▶ _DIRECTIONS FOR THIS TASK_
Give every line below again, exactly.

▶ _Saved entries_
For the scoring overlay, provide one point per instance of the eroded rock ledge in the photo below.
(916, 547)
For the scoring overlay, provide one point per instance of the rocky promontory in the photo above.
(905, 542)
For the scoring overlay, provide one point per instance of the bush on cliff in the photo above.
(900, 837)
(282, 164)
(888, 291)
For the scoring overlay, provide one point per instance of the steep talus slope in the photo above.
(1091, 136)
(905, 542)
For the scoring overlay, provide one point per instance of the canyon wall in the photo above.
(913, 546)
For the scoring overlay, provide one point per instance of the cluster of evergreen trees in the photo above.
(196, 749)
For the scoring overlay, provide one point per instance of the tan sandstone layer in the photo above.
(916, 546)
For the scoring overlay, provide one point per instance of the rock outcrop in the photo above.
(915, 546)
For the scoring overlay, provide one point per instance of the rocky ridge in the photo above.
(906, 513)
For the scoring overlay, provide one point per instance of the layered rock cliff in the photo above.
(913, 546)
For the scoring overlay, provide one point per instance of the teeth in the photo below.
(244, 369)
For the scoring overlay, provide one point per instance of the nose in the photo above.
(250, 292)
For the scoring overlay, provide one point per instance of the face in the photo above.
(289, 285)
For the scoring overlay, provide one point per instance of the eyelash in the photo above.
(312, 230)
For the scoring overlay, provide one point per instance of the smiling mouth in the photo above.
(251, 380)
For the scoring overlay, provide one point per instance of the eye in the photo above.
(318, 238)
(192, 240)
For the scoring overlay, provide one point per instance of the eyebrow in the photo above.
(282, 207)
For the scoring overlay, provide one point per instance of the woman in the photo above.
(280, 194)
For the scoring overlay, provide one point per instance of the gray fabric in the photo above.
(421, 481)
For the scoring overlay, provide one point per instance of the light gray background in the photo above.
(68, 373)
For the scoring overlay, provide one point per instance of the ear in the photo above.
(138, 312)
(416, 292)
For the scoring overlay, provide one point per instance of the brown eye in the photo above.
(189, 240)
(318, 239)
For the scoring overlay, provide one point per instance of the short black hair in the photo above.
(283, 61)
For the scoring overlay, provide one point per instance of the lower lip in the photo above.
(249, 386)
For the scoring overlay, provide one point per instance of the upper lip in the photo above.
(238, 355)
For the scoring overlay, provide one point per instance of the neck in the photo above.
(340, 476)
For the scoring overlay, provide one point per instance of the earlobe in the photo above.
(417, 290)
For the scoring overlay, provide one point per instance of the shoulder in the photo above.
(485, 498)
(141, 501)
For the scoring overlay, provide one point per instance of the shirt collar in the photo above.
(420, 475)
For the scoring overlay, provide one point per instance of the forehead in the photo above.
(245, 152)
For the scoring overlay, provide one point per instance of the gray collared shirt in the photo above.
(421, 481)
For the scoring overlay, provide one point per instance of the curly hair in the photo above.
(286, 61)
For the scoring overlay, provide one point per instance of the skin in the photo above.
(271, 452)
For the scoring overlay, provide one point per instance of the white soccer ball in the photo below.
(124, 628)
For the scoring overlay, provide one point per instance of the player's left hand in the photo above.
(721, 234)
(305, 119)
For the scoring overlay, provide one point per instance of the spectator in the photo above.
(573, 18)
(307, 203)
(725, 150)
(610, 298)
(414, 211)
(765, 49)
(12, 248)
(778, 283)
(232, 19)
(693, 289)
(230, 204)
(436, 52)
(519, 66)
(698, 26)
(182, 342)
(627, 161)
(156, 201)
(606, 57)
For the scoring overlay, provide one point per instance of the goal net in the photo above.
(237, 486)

▶ _ANSWER BOX_
For the scoring overlay, provide one point per instance of the eroded rock ledge in the photo below.
(916, 547)
For the scoring overlay, provide one point per instance of the rocky promontory in the photo above.
(905, 542)
For the scoring overlay, provide one point per instance of the bush on cliff in the photo above.
(900, 837)
(282, 164)
(888, 291)
For the scoring overlay, provide one point per instance of the steep talus slope in the photo above.
(1091, 136)
(905, 542)
For the scoring overlay, provide one point per instance of the canyon wall in the photo above.
(913, 546)
For the scoring overlay, provide one point per instance of the cluster of evergreen trees in the photo above.
(196, 749)
For the scoring overlay, provide one point per instance of the tan sandstone layer in the photo above.
(916, 546)
For the scoring overlay, provide one point per instance of the rock outcrop in the photo above.
(915, 546)
For the scoring overlay, provide one point per instance of the rocky ridge in the photo above.
(906, 513)
For the scoring overlay, provide one point per instance of the layered rock cliff in the photo above.
(913, 546)
For the scoring overlay, provide one point per instance of the teeth in the photo below.
(244, 369)
For the scoring overlay, provide one point per instance of the nose in the photo above.
(250, 292)
For the scoring overlay, provide one point per instance of the face in the photo above.
(289, 285)
For the scoring overlay, provide one point per instance of the eyelash in the photo above.
(312, 230)
For the scoring overlay, provide one point per instance of the smiling mouth in the photo above.
(251, 380)
For the scoring overlay, provide one point per instance of the eye in the photo above.
(318, 238)
(192, 240)
For the scoring overlay, provide one point per instance of the eyebrow in the photo above.
(282, 207)
For the scoring overlay, provide one point per instance of the woman in the photo above.
(280, 194)
For the scoring overlay, provide one point per instance of the gray fabric in the photo above.
(421, 481)
For the scoring overlay, provide one point per instance of the light gray background in the photo above.
(68, 373)
For the scoring overlay, provide one point per instance of the ear in the photo above.
(138, 312)
(416, 292)
For the scoring overlay, provide one point per instance of the brown eye in the photo above.
(189, 240)
(318, 239)
For the scoring overlay, provide one point per instance of the short black hair in the photo above.
(283, 61)
For the scoring overlay, provide one point per instance of the lower lip in the photo above.
(249, 386)
For the scoring overlay, provide one point per instance of the upper lip in the photo above.
(238, 355)
For the scoring overlay, provide one point per instance of the neck in the photo above.
(340, 476)
For the scoring overlay, provide one point per instance of the earlobe in the photo above.
(417, 290)
For the scoring overlay, provide one point per instance of the shoulder in the photo above.
(485, 498)
(141, 501)
For the scoring overlay, provide one point per instance of the shirt collar in the photo above.
(420, 475)
For the scoring overlay, provide one point per instance of the forehead in the photo above.
(245, 152)
For the scoring overlay, provide one point per instance of the gray collared shirt in the photo above.
(421, 481)
For the scoring overlay, provide one point per instance of the curly hair in the photo above.
(286, 61)
For the scoring overlay, provide one point per instance of the skin in the photo above.
(271, 452)
For the scoring overlay, provide one point per instance of the white soccer ball in the photo below.
(124, 628)
For the scoring overlay, provide one point per instance of the player's left hand in the photo above.
(721, 234)
(305, 119)
For the scoring overlay, provide one point per instance of the spectator in the photo above.
(573, 18)
(307, 203)
(725, 150)
(610, 298)
(414, 211)
(765, 49)
(12, 248)
(778, 283)
(232, 19)
(693, 289)
(230, 204)
(436, 52)
(519, 66)
(698, 26)
(182, 342)
(627, 161)
(156, 201)
(606, 57)
For the scoring overlay, provide one point per instance of the goal net in the photo above.
(237, 486)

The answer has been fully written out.